> **DOCUMENT SEGMENT**

More dangerous than the get-rich-quick attackers are those pursuing long-term, stealth persistence for intelligence gathering. This class of adversary is less interested in hawking credit-card numbers than retaining long-term access to company systems for ongoing information gathering. For example they could be interested in customer data, stealing intellectual property or simply using the current target as stepping stone for the next attack. That level of access requires gaining deep access to company systems, not just reading the email inbox an executive or two. Emails alone are not enough when the objective is nothing less than full control of IT infrastructure.

This is where highly-privileged employees come into the picture. It is a conservative assumption that resourceful attackers will identify the key personnel to go after. (That need not happen all at once;  gaining initial access to an unprivileged account often allows looking around to identify other accounts.)  Those with root access on production systems where customer data is stored are particularly high-value targets. They provide the type of low-level access to infrastructure which permit deploying additional offensive capabilities such as planting malware which is not possible with access to email alone. Equally high-profile as targets are internal IT personnel with the means to compromise other employee machines. for example by using a centralized-management solution to deploy arbitrary code.

It is difficult to avoid the existence of highly privileged accounts. When something goes wrong on a server in the data-center, the assumption is that someone can remotely connect and get root access in order to diagnose/fix the problem. Similarly for internal IT: when an employee forgets their password or experiences problems with their machine, there is someone they can turn to for help and that person will be able to reset their password or log into their machine to troubleshoot. Those users with the proverbial keys to the kingdom are understood be in the cross-hairs. They will be expected to exercise greater degree of caution and maintain higher standards of operational security than the average employee. Their activity will be monitored carefully and any signs of unusual activity investigated promptly.

> **DATA SUPPLIED**

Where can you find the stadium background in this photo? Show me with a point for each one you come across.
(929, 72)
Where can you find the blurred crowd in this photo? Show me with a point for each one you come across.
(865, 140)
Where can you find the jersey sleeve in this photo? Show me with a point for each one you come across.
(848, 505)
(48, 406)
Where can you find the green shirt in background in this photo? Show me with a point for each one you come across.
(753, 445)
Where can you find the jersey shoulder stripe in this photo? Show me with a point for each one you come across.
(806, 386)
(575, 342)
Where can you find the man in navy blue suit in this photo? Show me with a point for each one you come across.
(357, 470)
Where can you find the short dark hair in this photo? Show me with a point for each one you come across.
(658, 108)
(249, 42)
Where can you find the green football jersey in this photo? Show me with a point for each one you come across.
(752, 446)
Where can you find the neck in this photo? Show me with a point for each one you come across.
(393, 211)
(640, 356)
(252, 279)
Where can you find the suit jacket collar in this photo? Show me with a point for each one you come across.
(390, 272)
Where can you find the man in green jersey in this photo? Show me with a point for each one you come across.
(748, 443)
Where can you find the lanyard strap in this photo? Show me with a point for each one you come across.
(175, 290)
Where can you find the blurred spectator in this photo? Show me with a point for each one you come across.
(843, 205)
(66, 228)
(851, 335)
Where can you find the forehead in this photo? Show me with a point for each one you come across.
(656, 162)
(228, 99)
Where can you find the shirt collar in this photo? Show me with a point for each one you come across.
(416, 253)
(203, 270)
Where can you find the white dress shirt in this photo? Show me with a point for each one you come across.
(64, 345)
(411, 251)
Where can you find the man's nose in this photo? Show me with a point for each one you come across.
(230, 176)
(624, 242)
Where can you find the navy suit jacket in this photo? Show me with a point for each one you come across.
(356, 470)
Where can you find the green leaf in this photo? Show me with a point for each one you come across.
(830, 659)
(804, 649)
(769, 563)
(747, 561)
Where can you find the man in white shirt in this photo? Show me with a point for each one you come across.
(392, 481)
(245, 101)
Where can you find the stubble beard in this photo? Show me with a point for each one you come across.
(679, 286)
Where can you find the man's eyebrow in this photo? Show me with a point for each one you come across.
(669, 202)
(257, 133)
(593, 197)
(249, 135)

> **EXERCISE OBJECTIVE**
Copy out the whole passage on attackers who target highly privileged employees, word for word.

> **EXERCISE OUTPUT**
More dangerous than the get-rich-quick attackers are those pursuing long-term, stealth persistence for intelligence gathering. This class of adversary is less interested in hawking credit-card numbers than retaining long-term access to company systems for ongoing information gathering. For example they could be interested in customer data, stealing intellectual property or simply using the current target as stepping stone for the next attack. That level of access requires gaining deep access to company systems, not just reading the email inbox an executive or two. Emails alone are not enough when the objective is nothing less than full control of IT infrastructure.

This is where highly-privileged employees come into the picture. It is a conservative assumption that resourceful attackers will identify the key personnel to go after. (That need not happen all at once;  gaining initial access to an unprivileged account often allows looking around to identify other accounts.)  Those with root access on production systems where customer data is stored are particularly high-value targets. They provide the type of low-level access to infrastructure which permit deploying additional offensive capabilities such as planting malware which is not possible with access to email alone. Equally high-profile as targets are internal IT personnel with the means to compromise other employee machines. for example by using a centralized-management solution to deploy arbitrary code.

It is difficult to avoid the existence of highly privileged accounts. When something goes wrong on a server in the data-center, the assumption is that someone can remotely connect and get root access in order to diagnose/fix the problem. Similarly for internal IT: when an employee forgets their password or experiences problems with their machine, there is someone they can turn to for help and that person will be able to reset their password or log into their machine to troubleshoot. Those users with the proverbial keys to the kingdom are understood be in the cross-hairs. They will be expected to exercise greater degree of caution and maintain higher standards of operational security than the average employee. Their activity will be monitored carefully and any signs of unusual activity investigated promptly.